__Work instruction__
All of the data is to be printed again exactly as it appears.

*** Opening of Data in this exercise ***

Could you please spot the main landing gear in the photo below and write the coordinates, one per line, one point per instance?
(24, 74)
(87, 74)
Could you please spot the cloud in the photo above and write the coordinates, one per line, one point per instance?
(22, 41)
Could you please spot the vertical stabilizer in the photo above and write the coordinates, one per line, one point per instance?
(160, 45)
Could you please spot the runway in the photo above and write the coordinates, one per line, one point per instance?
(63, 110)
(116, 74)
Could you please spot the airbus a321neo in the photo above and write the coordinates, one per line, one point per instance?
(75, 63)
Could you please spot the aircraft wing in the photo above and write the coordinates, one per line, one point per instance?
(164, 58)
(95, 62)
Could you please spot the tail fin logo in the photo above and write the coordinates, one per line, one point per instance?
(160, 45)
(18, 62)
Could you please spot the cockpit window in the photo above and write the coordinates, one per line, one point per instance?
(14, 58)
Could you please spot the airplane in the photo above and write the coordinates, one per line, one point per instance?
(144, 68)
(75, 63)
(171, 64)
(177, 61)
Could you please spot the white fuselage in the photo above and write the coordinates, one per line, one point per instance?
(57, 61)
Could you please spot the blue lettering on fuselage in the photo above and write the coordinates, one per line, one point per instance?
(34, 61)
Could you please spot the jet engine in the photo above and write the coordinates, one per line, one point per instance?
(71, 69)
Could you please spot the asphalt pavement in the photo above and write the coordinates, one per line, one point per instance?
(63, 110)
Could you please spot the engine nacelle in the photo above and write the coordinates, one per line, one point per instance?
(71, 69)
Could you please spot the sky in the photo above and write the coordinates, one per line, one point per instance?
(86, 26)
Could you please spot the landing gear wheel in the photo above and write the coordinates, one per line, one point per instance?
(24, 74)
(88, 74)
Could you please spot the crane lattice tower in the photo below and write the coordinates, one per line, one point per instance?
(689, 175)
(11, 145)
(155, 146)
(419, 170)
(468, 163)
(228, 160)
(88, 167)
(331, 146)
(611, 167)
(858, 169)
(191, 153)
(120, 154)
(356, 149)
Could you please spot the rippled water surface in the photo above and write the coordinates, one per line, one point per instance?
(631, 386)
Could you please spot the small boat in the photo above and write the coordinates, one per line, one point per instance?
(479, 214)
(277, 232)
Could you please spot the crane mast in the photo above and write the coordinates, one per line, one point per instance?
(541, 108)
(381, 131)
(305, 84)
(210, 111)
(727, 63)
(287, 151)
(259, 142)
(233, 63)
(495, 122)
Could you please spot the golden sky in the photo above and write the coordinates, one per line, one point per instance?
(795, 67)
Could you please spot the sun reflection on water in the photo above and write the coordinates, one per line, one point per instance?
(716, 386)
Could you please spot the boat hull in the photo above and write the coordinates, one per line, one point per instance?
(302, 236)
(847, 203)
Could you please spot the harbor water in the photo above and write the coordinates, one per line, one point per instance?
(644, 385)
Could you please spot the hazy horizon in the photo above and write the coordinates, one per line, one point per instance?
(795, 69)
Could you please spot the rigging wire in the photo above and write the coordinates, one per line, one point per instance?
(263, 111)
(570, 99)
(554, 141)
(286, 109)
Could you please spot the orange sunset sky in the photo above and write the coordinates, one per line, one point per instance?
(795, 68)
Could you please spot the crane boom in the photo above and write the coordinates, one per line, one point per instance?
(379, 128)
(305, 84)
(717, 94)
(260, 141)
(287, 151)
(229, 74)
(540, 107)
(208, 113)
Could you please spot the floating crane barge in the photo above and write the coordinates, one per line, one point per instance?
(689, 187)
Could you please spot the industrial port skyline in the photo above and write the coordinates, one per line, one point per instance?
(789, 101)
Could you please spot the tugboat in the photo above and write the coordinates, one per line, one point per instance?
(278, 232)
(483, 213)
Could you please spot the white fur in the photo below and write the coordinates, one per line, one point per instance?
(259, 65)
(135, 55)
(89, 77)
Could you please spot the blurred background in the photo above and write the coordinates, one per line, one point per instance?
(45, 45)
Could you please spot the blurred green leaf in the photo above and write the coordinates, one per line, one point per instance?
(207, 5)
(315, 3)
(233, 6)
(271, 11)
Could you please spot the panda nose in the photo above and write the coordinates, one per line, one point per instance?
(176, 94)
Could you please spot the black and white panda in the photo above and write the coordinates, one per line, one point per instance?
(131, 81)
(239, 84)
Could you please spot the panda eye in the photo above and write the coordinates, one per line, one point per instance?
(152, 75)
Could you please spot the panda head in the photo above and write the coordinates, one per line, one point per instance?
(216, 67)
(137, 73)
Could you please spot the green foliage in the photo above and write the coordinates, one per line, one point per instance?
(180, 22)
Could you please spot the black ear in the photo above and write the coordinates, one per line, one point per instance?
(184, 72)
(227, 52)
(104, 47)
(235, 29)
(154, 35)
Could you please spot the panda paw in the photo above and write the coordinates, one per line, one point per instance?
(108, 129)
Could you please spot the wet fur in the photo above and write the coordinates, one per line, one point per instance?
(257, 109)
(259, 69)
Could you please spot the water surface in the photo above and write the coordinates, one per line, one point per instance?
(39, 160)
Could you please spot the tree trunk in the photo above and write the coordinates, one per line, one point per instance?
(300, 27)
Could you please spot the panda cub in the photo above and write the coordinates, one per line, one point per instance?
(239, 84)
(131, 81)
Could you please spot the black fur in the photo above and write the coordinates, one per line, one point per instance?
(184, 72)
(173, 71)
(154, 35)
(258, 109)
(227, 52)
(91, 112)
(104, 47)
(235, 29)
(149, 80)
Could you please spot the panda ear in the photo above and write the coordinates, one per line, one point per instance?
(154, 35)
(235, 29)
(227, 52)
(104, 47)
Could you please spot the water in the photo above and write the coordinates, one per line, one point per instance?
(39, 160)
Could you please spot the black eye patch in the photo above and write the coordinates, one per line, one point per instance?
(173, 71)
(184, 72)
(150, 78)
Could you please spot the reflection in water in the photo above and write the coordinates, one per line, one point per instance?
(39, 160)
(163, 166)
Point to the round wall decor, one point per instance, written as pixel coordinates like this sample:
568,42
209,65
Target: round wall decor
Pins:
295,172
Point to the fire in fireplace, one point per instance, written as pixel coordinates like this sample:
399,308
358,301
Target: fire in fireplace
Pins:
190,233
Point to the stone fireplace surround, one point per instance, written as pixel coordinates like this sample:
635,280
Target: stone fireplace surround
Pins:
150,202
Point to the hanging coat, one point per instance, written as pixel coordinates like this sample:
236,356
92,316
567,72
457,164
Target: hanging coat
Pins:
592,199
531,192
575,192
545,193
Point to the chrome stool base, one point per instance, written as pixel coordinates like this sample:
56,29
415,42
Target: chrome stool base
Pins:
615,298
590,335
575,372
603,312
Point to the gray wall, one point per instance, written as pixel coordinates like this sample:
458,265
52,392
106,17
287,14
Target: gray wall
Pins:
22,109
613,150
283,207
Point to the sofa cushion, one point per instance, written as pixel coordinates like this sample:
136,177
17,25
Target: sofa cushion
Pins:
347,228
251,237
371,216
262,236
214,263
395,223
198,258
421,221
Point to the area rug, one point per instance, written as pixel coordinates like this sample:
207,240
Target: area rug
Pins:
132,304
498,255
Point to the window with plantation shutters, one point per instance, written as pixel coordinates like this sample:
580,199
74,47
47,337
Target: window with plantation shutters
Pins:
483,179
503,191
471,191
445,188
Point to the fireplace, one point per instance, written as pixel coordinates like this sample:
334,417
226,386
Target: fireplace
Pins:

*** Close of Data in this exercise ***

__Solved problem__
Could you please spot the main landing gear in the photo below and write the coordinates, one per line, one point per instance?
(24, 74)
(87, 74)
Could you please spot the cloud in the photo above and write the coordinates, one per line, one point per instance?
(22, 41)
Could you please spot the vertical stabilizer in the photo above and write the coordinates, one per line, one point per instance?
(160, 45)
Could you please spot the runway in the photo above and write the coordinates, one per line, one point per instance?
(63, 110)
(116, 74)
Could you please spot the airbus a321neo in the photo above and write the coordinates, one per line, one point per instance?
(75, 63)
Could you please spot the aircraft wing in the photo above and write the coordinates, one per line, one point per instance?
(164, 58)
(95, 62)
Could you please spot the tail fin logo in the photo above and write the coordinates, one per line, one point per instance?
(160, 45)
(18, 62)
Could you please spot the cockpit window in the photo above and write the coordinates, one per line, one point per instance?
(14, 58)
Could you please spot the airplane in the photo above and write the coordinates, one per line, one point per instance?
(144, 68)
(75, 63)
(171, 64)
(177, 61)
Could you please spot the white fuselage in the photo above and write the coordinates, one per line, one point per instance?
(57, 61)
Could you please spot the blue lettering on fuselage in the photo above and write the coordinates, one per line, one point per instance?
(34, 61)
Could you please spot the jet engine in the photo above and write the coordinates, one per line, one point per instance?
(71, 69)
Could you please spot the asphalt pavement in the photo above and write the coordinates, one per line, one point per instance?
(63, 110)
Could you please spot the engine nacelle in the photo above and write the coordinates, one per line, one point per instance?
(71, 69)
Could you please spot the sky in the photo above and write the coordinates, one per line, one point per instance?
(86, 26)
Could you please spot the landing gear wheel in the photo above and write the coordinates, one per line, one point per instance?
(24, 74)
(88, 74)
Could you please spot the crane lattice tower in the photo below and write the coordinates, one per line, one point per instance?
(689, 175)
(11, 145)
(155, 146)
(419, 170)
(468, 163)
(228, 160)
(88, 167)
(331, 146)
(611, 167)
(858, 169)
(191, 153)
(120, 154)
(356, 149)
Could you please spot the rippled water surface in the photo above and write the coordinates, one per line, one point per instance?
(631, 386)
Could you please spot the small boat in the photo above and write the coordinates, one per line, one point per instance?
(479, 214)
(277, 232)
Could you please spot the crane mast in the photo above and write the coordinates, one per line, one point per instance?
(541, 108)
(381, 131)
(305, 84)
(210, 111)
(727, 63)
(287, 151)
(259, 142)
(233, 63)
(495, 122)
Could you please spot the golden sky in the photo above and write the coordinates, one per line, one point per instance?
(795, 67)
Could you please spot the sun reflection on water in the photo above and write the coordinates, one per line, one point per instance?
(716, 386)
Could you please spot the boat hull in the photo above and write the coordinates, one per line, one point per instance?
(302, 236)
(847, 203)
Could you please spot the harbor water in the photo above and write the coordinates, one per line, one point per instance?
(644, 385)
Could you please spot the hazy horizon in the photo above and write the coordinates, one per line, one point per instance?
(795, 69)
Could you please spot the rigging wire in the photo above and write the coordinates, one per line, one point per instance?
(263, 111)
(570, 99)
(554, 141)
(286, 109)
Could you please spot the orange sunset sky in the photo above and write the coordinates, one per line, one point per instance?
(795, 68)
Could you please spot the crane boom in the photo above and write the coordinates, one per line, one point per instance?
(379, 128)
(305, 84)
(717, 94)
(260, 141)
(287, 151)
(229, 74)
(540, 107)
(208, 113)
Could you please spot the floating crane barge in the photo above and write the coordinates, one per line, one point per instance?
(689, 187)
Could you please spot the industrial port skyline in the photo above and write the coordinates, one per line, one point per instance?
(789, 101)
Could you please spot the tugboat in the photo above and write the coordinates, one per line, one point per instance?
(278, 232)
(483, 213)
Could you please spot the white fur in the photo below and write the coordinates, one per line, one point per instance?
(259, 65)
(135, 55)
(89, 77)
Could you please spot the blurred background in the photo above and write the coordinates, one per line, one point per instance?
(45, 45)
Could you please spot the blurred green leaf in the photo above and write the coordinates, one per line, one point per instance?
(207, 5)
(315, 3)
(233, 6)
(271, 11)
Could you please spot the panda nose in the photo above and write the coordinates, one per line, one point per instance?
(176, 94)
Could you please spot the black and white panda in the photo above and write the coordinates, one per line, one point per instance?
(131, 81)
(239, 84)
Could you please spot the panda eye in the photo above and write the coordinates, one per line, one point per instance?
(152, 75)
Could you please spot the panda head in the photo above and write the coordinates, one per line, one point per instance?
(216, 67)
(137, 73)
Could you please spot the green foliage in the photo above and write the coordinates, one per line, one point per instance?
(180, 22)
Could you please spot the black ear in the photo above and write the coordinates, one per line, one point per instance?
(184, 72)
(227, 52)
(104, 47)
(235, 29)
(154, 35)
Could you please spot the panda paw in the photo above and write the coordinates, one per line, one point per instance?
(108, 129)
Could you please spot the wet fur in the photo above and write the coordinates, one per line, one point per instance?
(257, 109)
(259, 69)
Could you please spot the water surface in the photo above and write the coordinates, one per line, one point per instance?
(39, 160)
Could you please spot the tree trunk in the photo above and write the coordinates, one per line, one point per instance?
(300, 27)
Could you please spot the panda cub in the photo above and write the coordinates, one per line, one point per instance?
(239, 84)
(131, 81)
Could you please spot the black fur in the photo above and write the coordinates, one per line, one point per instance?
(184, 72)
(173, 71)
(154, 35)
(258, 109)
(227, 52)
(91, 112)
(104, 47)
(235, 29)
(149, 80)
Could you please spot the panda ear in the photo above and write the coordinates, one per line, one point per instance?
(154, 35)
(235, 29)
(227, 52)
(104, 47)
Could you please spot the water in the photo above and write the coordinates, one per line, one point per instance?
(39, 160)
Could you please spot the black eye patch in the photo above and write the coordinates, one per line, one point per instance?
(173, 71)
(184, 72)
(150, 78)
Could you please spot the reflection in water in the photo above and write the coordinates, one per line, one point per instance?
(39, 160)
(163, 166)
Point to the round wall decor, one point per instance, written as pixel coordinates like this sample:
568,42
209,65
Target: round wall decor
Pins:
295,172
Point to the fire in fireplace, one point per instance, written as pixel coordinates like this sample:
399,308
358,301
Target: fire in fireplace
Pins:
190,233
Point to the stone fireplace surround, one point per instance, written as pixel coordinates like this sample:
635,280
Target: stone fireplace surround
Pins:
150,202
Point to the hanging coat, one point per instance, written as pixel coordinates like this sample:
236,356
92,316
567,72
457,164
Target: hanging coat
Pins:
592,199
531,192
575,192
545,193
Point to the chrome stool base, one point per instance, written as pixel coordinates like this sample:
56,29
415,42
Target: chrome stool base
Pins:
615,298
590,335
575,372
603,312
Point to the gray wall, one point per instance, written as pixel coordinates like this sample:
458,265
52,392
106,17
287,14
Target: gray wall
Pins:
22,109
613,150
283,207
Point to the sofa cushion, one point per instance, written as pixel coordinates like this sample:
136,177
17,25
Target: sofa cushion
Pins:
347,228
251,237
371,216
262,236
214,263
395,223
198,258
421,221
Point to the area rug, one point per instance, written as pixel coordinates like this sample:
207,240
Target: area rug
Pins:
132,304
498,255
Point to the window with plantation shutters, one point per instance, written as pixel coordinates like this sample:
580,199
74,47
47,337
Target: window with plantation shutters
Pins:
483,179
503,191
471,191
445,188
Point to the fireplace, one point per instance, written as pixel coordinates like this sample:
334,417
226,386
Target: fireplace
Pins:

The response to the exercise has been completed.